Tasks
- 1) Duplicate the passage of the article on Ken Ofori-Atta's detention between "Former Finance Minister" and "his bail application.", inclusive.
- 2) According to the article on Ken Ofori-Atta's detention, at which facility is he being held?

Selected text

Former Finance Minister Ken Ofori-Atta has been remanded in the custody of the United States Immigration and Customs Enforcement (ICE) following a closed-door immigration hearing on Tuesday, January 20, 2026, pending further proceedings on his bail application.
The hearing, conducted in private at the request of his legal team, focused on whether Mr Ofori-Atta should be granted bail. State attorneys opposed the request, citing Ghana’s extradition request for the former minister. Judge David A. Gardey declined to make an immediate determination on the extradition claim, noting that no documentary evidence had been presented to support it, and directed the federal government to submit any evidence by February 19. The case has been adjourned to Thursday, April 27, at 1 p.m., when the tribunal will hear the bail application and any documents submitted.

Mr Ofori-Atta, who served as Ghana’s Finance Minister from 2017 to 2023, has been in the United States since January 2025, seeking medical treatment for prostate cancer. He underwent a radical prostatectomy at the Mayo Clinic in Rochester, Minnesota, on June 13, 2025, following tests that showed disease progression, and has also been managing post-COVID multi-system inflammatory syndrome, diagnosed in February 2021.
His lawyers, Minkah-Premo, Osei-Bonsu, Bruce-Cathline & Partners (MPOBB), have stated that Mr Ofori-Atta has a pending petition for adjustment of status, a legal process that allows him to remain in the US beyond his visa’s validity. They stressed he is cooperating with ICE and is “a law-abiding person.”
Official records indicate Mr Ofori-Atta is being held at the Caroline Detention Facility in Bowling Green, Virginia. The development has drawn attention in Ghana, coming months after the Office of the Special Prosecutor charged him and others with corruption-related offences, a case currently at the case management conference stage.

Material provided

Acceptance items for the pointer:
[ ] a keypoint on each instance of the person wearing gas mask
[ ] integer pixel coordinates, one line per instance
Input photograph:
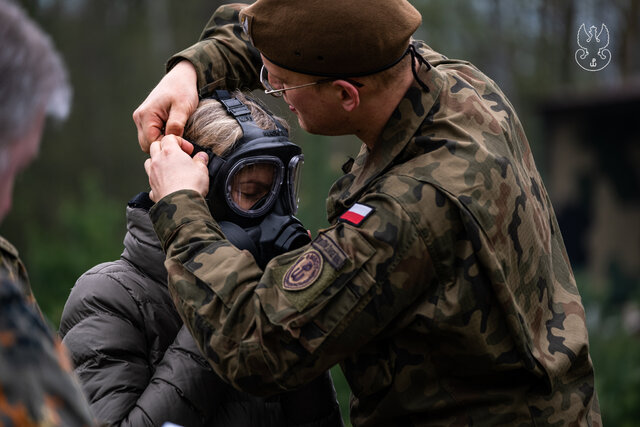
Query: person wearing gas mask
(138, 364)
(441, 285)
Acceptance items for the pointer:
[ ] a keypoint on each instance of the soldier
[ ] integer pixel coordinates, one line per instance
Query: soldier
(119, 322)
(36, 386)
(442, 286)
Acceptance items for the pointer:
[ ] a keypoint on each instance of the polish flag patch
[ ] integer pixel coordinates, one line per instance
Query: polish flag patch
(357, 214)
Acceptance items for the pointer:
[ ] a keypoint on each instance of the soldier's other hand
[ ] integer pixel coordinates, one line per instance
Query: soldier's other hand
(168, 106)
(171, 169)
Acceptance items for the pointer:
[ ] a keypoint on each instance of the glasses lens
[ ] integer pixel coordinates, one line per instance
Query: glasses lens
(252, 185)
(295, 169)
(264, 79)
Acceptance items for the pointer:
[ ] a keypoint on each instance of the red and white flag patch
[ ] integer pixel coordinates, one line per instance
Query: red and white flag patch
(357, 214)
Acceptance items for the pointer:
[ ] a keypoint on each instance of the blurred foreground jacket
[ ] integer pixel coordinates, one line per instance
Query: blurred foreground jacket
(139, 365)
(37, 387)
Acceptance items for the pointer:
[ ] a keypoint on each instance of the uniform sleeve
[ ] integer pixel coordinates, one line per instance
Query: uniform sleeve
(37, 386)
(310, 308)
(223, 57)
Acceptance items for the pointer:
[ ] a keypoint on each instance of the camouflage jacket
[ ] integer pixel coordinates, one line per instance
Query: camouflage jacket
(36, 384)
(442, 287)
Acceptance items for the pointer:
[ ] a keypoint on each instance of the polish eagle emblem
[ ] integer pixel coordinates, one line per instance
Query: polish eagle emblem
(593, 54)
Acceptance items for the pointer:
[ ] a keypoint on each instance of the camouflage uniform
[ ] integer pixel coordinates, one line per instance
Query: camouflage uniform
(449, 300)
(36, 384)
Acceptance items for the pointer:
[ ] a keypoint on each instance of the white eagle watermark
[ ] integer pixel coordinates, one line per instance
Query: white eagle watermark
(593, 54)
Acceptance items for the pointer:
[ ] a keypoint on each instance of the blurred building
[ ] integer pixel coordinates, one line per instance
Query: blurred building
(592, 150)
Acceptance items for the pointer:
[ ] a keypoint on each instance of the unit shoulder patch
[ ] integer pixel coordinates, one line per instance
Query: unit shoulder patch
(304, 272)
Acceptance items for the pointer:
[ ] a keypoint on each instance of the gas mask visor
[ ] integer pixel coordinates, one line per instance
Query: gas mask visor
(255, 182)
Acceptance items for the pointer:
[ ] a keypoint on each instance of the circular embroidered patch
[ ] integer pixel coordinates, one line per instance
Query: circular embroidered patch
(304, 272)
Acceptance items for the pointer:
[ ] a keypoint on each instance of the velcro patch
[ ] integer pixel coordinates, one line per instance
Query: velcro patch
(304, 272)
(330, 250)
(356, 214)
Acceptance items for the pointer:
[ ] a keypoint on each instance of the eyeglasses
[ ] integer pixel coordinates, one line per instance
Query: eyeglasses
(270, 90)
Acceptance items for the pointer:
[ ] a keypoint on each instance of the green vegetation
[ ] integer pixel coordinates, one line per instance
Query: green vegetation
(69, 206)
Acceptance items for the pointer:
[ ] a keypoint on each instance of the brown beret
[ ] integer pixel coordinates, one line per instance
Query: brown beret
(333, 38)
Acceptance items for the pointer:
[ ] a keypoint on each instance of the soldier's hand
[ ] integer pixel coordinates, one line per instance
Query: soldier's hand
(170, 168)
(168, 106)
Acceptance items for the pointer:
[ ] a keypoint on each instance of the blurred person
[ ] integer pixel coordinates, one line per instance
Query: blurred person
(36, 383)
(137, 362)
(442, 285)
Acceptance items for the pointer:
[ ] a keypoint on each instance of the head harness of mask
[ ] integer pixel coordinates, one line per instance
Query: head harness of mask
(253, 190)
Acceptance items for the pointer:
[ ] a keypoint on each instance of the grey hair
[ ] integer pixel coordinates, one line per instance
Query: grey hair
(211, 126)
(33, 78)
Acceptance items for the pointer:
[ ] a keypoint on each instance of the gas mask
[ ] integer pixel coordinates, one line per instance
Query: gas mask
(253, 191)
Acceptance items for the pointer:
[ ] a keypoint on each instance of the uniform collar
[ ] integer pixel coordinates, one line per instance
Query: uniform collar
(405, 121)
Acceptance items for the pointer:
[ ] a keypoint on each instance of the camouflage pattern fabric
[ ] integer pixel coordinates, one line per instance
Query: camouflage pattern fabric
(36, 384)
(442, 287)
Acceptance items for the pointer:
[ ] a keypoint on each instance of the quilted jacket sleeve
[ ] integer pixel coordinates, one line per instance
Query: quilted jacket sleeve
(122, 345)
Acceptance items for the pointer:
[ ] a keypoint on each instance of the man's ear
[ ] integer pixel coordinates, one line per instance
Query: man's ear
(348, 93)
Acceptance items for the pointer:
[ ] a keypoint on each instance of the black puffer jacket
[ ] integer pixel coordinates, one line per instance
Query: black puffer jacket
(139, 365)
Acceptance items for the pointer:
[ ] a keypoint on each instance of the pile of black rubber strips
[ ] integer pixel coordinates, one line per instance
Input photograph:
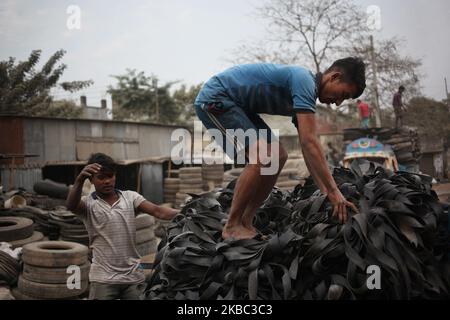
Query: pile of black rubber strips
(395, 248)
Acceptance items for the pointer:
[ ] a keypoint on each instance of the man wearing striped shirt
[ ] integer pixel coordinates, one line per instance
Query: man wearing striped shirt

Outputs for the tasks
- 1)
Former Finance Minister Ken Ofori-Atta has been remanded in the custody of the United States Immigration and Customs Enforcement (ICE) following a closed-door immigration hearing on Tuesday, January 20, 2026, pending further proceedings on his bail application.

- 2) The Caroline Detention Facility in Bowling Green, Virginia.